Entries taken from a collection:
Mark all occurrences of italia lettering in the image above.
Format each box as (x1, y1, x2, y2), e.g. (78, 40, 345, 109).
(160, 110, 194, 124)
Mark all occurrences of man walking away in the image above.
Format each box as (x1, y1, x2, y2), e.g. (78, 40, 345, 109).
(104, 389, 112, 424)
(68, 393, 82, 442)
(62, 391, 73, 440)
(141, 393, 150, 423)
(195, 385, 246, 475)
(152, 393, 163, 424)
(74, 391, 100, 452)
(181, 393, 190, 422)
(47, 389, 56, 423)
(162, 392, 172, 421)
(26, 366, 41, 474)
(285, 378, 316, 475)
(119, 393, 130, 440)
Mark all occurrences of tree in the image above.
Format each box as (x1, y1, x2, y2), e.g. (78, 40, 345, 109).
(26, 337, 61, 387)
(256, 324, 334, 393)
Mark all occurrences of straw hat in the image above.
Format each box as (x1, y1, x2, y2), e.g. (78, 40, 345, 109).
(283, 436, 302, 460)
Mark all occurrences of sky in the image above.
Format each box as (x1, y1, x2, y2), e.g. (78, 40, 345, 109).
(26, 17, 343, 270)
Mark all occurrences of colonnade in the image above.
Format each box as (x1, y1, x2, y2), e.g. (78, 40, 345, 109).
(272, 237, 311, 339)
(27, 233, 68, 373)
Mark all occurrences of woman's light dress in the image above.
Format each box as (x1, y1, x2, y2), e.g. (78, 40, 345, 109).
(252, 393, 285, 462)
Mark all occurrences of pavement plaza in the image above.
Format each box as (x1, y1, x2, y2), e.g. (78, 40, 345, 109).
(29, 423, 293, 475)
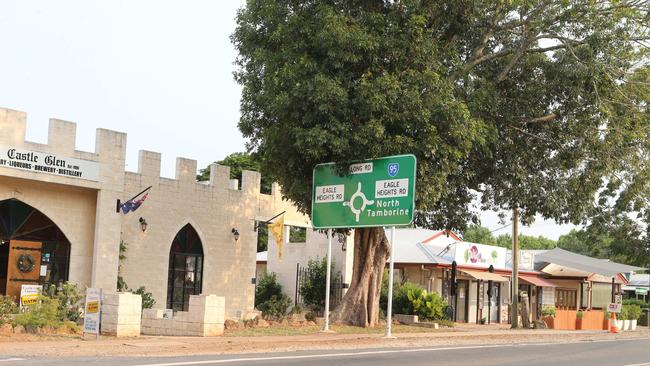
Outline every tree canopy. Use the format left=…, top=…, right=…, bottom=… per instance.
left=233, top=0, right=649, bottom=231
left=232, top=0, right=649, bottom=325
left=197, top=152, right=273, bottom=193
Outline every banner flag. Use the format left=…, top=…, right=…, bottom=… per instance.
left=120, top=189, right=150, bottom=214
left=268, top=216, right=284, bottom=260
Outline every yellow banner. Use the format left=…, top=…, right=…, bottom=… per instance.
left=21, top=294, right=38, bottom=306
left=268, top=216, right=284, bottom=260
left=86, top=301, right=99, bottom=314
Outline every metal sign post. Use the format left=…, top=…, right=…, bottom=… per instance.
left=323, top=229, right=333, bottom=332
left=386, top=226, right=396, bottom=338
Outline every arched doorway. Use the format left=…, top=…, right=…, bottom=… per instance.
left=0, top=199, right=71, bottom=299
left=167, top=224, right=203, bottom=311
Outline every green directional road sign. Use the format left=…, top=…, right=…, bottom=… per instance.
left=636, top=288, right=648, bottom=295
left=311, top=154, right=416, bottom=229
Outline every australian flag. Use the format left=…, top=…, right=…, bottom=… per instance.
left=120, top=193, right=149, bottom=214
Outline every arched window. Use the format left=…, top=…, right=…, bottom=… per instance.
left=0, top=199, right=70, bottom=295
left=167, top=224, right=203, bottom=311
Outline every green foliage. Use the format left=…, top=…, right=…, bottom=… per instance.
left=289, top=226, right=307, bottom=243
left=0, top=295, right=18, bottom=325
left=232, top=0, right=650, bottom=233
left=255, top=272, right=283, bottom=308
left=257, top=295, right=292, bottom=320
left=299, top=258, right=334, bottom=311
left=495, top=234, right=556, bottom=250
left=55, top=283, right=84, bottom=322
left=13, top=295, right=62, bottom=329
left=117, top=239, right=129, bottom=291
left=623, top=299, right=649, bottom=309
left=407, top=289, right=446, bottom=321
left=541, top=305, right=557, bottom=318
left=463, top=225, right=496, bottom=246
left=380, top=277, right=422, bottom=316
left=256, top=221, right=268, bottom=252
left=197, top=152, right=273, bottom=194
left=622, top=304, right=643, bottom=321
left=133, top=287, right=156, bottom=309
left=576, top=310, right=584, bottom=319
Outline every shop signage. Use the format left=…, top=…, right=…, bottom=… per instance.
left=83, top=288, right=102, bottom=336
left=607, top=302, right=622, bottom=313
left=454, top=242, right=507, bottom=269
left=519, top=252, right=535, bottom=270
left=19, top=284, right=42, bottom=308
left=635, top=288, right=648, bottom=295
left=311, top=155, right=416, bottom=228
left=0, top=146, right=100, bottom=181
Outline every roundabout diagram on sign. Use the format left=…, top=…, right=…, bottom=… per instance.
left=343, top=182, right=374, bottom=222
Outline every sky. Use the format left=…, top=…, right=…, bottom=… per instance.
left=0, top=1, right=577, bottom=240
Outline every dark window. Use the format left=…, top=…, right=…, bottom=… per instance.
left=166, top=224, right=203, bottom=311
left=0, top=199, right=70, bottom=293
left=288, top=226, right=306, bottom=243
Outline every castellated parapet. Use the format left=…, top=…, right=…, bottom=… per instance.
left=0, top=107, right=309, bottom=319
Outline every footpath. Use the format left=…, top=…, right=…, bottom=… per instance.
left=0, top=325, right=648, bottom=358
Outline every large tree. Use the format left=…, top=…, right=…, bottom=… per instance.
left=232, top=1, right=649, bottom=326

* * *

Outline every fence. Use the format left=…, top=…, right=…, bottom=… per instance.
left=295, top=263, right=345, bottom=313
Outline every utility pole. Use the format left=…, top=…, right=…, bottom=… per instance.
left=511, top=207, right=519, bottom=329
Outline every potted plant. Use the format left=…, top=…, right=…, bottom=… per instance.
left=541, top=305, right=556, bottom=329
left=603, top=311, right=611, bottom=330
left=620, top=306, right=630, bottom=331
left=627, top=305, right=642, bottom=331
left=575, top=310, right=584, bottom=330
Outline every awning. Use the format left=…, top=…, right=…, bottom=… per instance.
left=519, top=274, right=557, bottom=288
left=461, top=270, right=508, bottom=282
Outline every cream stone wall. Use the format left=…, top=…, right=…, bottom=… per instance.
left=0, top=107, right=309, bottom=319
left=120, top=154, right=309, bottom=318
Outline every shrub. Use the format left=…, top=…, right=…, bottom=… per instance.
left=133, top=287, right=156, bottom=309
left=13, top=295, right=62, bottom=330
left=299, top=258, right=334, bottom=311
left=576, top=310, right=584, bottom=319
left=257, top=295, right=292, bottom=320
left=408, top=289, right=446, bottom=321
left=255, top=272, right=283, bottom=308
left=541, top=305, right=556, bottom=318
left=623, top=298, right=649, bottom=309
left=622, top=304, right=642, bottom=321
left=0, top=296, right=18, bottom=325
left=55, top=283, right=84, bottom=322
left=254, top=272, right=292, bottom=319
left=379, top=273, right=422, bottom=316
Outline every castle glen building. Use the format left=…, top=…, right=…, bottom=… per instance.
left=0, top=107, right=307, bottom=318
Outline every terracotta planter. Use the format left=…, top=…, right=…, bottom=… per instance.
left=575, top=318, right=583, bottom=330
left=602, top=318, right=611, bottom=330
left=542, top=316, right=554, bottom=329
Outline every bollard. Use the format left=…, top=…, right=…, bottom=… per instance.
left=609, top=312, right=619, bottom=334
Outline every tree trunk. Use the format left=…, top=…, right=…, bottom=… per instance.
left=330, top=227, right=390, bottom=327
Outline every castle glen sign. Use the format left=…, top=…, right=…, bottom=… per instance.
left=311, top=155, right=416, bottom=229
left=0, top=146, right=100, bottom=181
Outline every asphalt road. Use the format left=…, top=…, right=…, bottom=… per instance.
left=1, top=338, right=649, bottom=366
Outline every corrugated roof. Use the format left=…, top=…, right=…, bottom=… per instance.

> **DIRECTIONS**
Reproduce, word for word and in full, only the lines above that start at the line with "Mark all occurrences of italia" and run through the line with "Mark all occurrences of man", both ends included.

> **SOLUTION BELOW**
Mark all occurrences of italia lettering in the image above.
Format each box as (x1, y1, x2, y2), e.g. (78, 40, 345, 109).
(160, 110, 194, 124)
Mark all occurrences of man walking away in the image above.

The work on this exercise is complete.